--- start ---
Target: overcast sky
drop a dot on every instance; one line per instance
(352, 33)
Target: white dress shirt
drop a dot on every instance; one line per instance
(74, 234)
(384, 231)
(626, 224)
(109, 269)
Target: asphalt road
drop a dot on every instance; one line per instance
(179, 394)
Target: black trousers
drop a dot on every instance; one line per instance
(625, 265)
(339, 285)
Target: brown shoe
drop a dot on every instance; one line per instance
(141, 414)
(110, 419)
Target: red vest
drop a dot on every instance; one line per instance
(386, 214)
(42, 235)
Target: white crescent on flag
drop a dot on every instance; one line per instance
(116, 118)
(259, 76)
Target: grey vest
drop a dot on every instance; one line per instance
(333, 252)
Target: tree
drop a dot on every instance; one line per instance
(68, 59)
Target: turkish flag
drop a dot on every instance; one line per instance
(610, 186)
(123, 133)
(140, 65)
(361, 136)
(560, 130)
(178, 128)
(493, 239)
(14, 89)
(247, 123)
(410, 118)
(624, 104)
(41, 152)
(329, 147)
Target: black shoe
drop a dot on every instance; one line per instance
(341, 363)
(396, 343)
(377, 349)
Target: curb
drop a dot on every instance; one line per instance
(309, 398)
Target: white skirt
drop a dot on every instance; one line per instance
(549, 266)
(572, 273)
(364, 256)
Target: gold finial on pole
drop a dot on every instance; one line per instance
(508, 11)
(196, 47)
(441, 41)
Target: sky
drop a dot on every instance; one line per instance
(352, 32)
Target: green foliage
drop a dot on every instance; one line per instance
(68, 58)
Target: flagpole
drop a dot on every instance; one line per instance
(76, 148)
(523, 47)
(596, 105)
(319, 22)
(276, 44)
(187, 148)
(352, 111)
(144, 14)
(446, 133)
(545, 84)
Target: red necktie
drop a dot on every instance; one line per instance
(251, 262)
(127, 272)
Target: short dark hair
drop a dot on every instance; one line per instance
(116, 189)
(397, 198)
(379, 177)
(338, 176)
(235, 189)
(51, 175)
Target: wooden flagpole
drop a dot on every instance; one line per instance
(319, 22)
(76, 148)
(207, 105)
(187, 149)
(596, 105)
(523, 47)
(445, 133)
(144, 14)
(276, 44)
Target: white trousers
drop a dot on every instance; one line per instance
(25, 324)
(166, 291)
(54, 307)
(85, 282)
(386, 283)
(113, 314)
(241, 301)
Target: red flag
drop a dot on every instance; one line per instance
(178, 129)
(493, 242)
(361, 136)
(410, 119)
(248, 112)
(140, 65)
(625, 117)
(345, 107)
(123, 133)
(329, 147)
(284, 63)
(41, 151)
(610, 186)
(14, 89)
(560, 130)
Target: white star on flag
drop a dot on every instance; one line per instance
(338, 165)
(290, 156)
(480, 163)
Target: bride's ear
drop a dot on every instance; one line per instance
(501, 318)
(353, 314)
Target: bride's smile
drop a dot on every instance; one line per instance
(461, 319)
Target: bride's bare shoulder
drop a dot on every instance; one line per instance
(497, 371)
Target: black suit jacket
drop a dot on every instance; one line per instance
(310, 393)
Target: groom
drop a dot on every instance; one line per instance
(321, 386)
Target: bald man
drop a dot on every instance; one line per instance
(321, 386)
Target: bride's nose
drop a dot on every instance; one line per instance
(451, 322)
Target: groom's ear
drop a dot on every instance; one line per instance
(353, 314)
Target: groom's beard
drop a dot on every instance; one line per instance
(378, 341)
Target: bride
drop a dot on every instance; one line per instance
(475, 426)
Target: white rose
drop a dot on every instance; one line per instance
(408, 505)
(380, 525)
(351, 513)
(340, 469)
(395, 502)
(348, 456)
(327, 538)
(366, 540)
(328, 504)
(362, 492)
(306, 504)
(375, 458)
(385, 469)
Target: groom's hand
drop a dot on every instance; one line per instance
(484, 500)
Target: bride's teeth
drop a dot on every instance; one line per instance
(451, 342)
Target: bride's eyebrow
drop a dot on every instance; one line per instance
--- end ---
Copy every record exactly as presented.

**ANSWER IN FULL**
Target: overcast sky
drop a dot on every instance; one line per instance
(352, 33)
Target: white dress shirt
drop a dot on every instance; one line per instance
(74, 234)
(384, 231)
(626, 224)
(109, 269)
Target: asphalt road
drop a dot on every instance; one line per instance
(179, 394)
Target: black trousers
drop a dot on every instance; one line per instance
(625, 265)
(339, 285)
Target: brown shoe
drop a dot on every instance; one line per instance
(141, 414)
(110, 419)
Target: red vest
drop a dot on every instance; one line per instance
(386, 214)
(42, 235)
Target: white crescent on flag
drop a dot on every instance; one line per instance
(116, 118)
(259, 76)
Target: grey vest
drop a dot on every instance; one line per instance
(333, 252)
Target: tree
drop a dot on every instance; one line per instance
(68, 59)
Target: turkish flag
drop a dot on every instance; one line per instance
(610, 186)
(123, 133)
(140, 65)
(361, 136)
(560, 130)
(178, 128)
(493, 239)
(14, 89)
(247, 123)
(410, 118)
(624, 104)
(41, 152)
(329, 147)
Target: black shoe
drop a dot on every instance; one line per instance
(341, 363)
(396, 343)
(377, 349)
Target: curb
drop a dot on every instance; one line per instance
(309, 398)
Target: white skirt
drop a dot on every instance; one line per instance
(549, 266)
(572, 273)
(364, 256)
Target: gold finial on pole
drop a dot on every instance; one line per instance
(508, 11)
(196, 47)
(441, 41)
Target: sky
drop a dot on every instance; one line per instance
(352, 32)
Target: green foliage
drop a dot on every instance; one line per instance
(68, 58)
Target: flagpole
drop a dot on every instance; one line per instance
(76, 148)
(523, 47)
(596, 105)
(319, 22)
(276, 44)
(187, 148)
(352, 111)
(144, 14)
(446, 133)
(545, 84)
Target: red necktie
drop a dot on every instance; one line per instance
(251, 262)
(127, 272)
Target: short dark hair
drop a dot on every instance; one line per instance
(116, 189)
(397, 198)
(379, 177)
(338, 176)
(235, 189)
(51, 175)
Target: wooden flagpole
drop a dot on every instance; one line per instance
(319, 22)
(76, 148)
(207, 105)
(187, 149)
(596, 105)
(523, 47)
(445, 133)
(144, 14)
(276, 44)
Target: white trousers
drop a dot on every instance; one line per instance
(25, 324)
(166, 291)
(54, 307)
(85, 282)
(386, 283)
(113, 314)
(241, 301)
Target: red flag
drop a dot on every instance; one line per instance
(178, 129)
(493, 242)
(361, 136)
(410, 119)
(248, 112)
(140, 65)
(625, 117)
(345, 107)
(123, 133)
(329, 147)
(284, 63)
(41, 151)
(610, 186)
(14, 89)
(560, 130)
Target: white star on flag
drop a dot on every instance; one line per instance
(338, 165)
(290, 156)
(480, 163)
Target: bride's ear
drop a dot on every instance; one line per instance
(501, 318)
(353, 314)
Target: bride's smile
drop a dot on every instance; one line per instance
(461, 319)
Target: bride's bare shoulder
drop a dot on every instance; one line per instance
(497, 371)
Target: black suit jacket
drop a dot on every instance; one line per instance
(310, 393)
Target: groom
drop a dot on every instance; one line per instance
(321, 386)
Target: bald man
drop a dot on every instance; one line per instance
(321, 386)
Target: bride's nose
drop a dot on every instance; one line per instance
(451, 322)
Target: groom's ear
drop a dot on every instance; one line per instance
(353, 314)
Target: groom's beard
drop a dot on every instance; one line per instance
(378, 341)
Target: bride
drop a dot on every instance; one line per instance
(475, 426)
Target: white rose
drop a dot on every instance; one line per instance
(408, 505)
(380, 525)
(351, 513)
(340, 469)
(395, 502)
(348, 456)
(327, 538)
(366, 540)
(328, 504)
(362, 492)
(306, 504)
(375, 458)
(385, 469)
Target: groom's hand
drop a dot on every instance; one line per instance
(484, 500)
Target: bride's teeth
drop a dot on every instance; one line per instance
(451, 342)
Target: bride's eyebrow
drop a dot on every instance; one line per instance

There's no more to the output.